# START OF Provided entries
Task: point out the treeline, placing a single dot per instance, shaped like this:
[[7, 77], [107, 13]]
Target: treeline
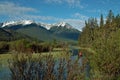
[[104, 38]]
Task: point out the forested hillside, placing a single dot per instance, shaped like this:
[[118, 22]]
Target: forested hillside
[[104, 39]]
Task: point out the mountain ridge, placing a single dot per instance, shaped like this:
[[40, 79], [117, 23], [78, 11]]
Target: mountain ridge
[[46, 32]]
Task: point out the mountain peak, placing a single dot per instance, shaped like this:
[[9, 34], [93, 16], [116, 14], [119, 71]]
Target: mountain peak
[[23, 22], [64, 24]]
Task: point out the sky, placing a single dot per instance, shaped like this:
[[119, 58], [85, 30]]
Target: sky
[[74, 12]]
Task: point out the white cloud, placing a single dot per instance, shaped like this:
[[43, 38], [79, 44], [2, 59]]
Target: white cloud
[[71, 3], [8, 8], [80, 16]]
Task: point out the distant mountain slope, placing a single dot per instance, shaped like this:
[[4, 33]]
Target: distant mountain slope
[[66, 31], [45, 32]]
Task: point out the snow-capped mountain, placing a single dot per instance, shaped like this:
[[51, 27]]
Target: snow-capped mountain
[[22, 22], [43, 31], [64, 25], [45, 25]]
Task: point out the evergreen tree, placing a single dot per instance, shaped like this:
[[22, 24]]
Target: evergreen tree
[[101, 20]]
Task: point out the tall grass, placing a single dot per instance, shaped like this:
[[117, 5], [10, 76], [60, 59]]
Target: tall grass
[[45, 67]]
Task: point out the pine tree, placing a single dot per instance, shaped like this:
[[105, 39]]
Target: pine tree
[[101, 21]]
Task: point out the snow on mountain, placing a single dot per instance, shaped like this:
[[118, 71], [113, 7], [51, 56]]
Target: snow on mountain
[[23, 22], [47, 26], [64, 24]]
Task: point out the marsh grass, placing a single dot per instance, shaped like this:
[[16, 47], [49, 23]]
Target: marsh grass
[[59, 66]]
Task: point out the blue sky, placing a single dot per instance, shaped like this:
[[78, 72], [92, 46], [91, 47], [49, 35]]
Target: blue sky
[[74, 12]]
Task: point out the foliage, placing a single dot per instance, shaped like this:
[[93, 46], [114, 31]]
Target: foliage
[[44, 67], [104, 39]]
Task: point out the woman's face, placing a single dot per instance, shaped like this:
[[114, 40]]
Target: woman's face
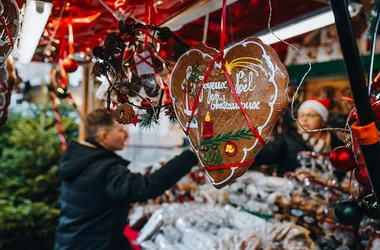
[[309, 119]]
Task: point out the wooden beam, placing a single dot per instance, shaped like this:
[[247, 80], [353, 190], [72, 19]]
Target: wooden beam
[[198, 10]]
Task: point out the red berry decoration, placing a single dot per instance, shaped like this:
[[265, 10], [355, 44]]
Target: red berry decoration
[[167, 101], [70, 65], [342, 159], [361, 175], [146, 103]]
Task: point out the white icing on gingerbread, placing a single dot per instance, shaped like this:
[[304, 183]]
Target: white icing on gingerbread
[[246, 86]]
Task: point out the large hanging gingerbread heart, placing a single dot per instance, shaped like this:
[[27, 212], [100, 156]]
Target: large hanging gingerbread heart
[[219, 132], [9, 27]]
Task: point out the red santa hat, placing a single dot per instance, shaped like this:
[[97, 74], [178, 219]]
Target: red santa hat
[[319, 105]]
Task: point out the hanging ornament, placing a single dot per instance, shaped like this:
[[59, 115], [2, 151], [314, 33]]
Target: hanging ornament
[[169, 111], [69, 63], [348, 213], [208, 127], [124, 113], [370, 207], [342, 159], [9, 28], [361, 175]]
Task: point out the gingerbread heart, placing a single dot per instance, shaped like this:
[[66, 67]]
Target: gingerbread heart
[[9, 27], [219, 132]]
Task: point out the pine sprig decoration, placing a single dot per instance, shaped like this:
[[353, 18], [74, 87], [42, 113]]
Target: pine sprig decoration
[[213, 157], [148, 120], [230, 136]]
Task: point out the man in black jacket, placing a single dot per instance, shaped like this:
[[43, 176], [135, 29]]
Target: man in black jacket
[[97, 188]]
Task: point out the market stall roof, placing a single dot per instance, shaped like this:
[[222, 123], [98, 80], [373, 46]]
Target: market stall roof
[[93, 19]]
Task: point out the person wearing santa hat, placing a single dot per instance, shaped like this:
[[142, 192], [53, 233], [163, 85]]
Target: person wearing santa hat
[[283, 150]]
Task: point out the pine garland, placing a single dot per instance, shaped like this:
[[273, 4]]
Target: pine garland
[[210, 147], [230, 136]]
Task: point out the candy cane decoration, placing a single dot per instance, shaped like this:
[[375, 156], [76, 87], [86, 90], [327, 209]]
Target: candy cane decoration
# END OF Provided entries
To do: Rewrite the records from the line that has "Task: point out the evergreen" through the line that has "[[44, 67], [104, 39]]", replacing "marsh grass" with "wetland grass" and leaving everything else unchanged.

Expected answer:
Task: point out the evergreen tree, placing a single dot per instance, shaped like this:
[[22, 24]]
Target: evergreen tree
[[101, 20]]
Task: point out the tall grass, placing a single dot per instance, shaped like this:
[[117, 5], [10, 76], [60, 59]]
Target: tall grass
[[45, 67]]
Task: point out the pine tree, placing a single dot per instance, shaped like this:
[[105, 39]]
Target: pine tree
[[101, 21]]
Task: point out the snow on mountain, placing a single dot per instance, shaped like this:
[[118, 71], [113, 7], [51, 56]]
Target: snow on mountain
[[23, 22], [47, 26], [64, 24]]
Task: point out the wetland grass, placing a single dot per instance, shaped like this:
[[16, 47], [49, 23]]
Target: wetland grass
[[59, 66]]
Task: point out the blue sky, placing a single dot per instance, shaped like this:
[[78, 72], [92, 46], [91, 47], [49, 35]]
Target: blue sky
[[74, 12]]
Task: point out the foliage, placing a single dot per instance, shaped like this:
[[93, 46], [114, 31]]
Target: foliage
[[44, 67], [104, 39]]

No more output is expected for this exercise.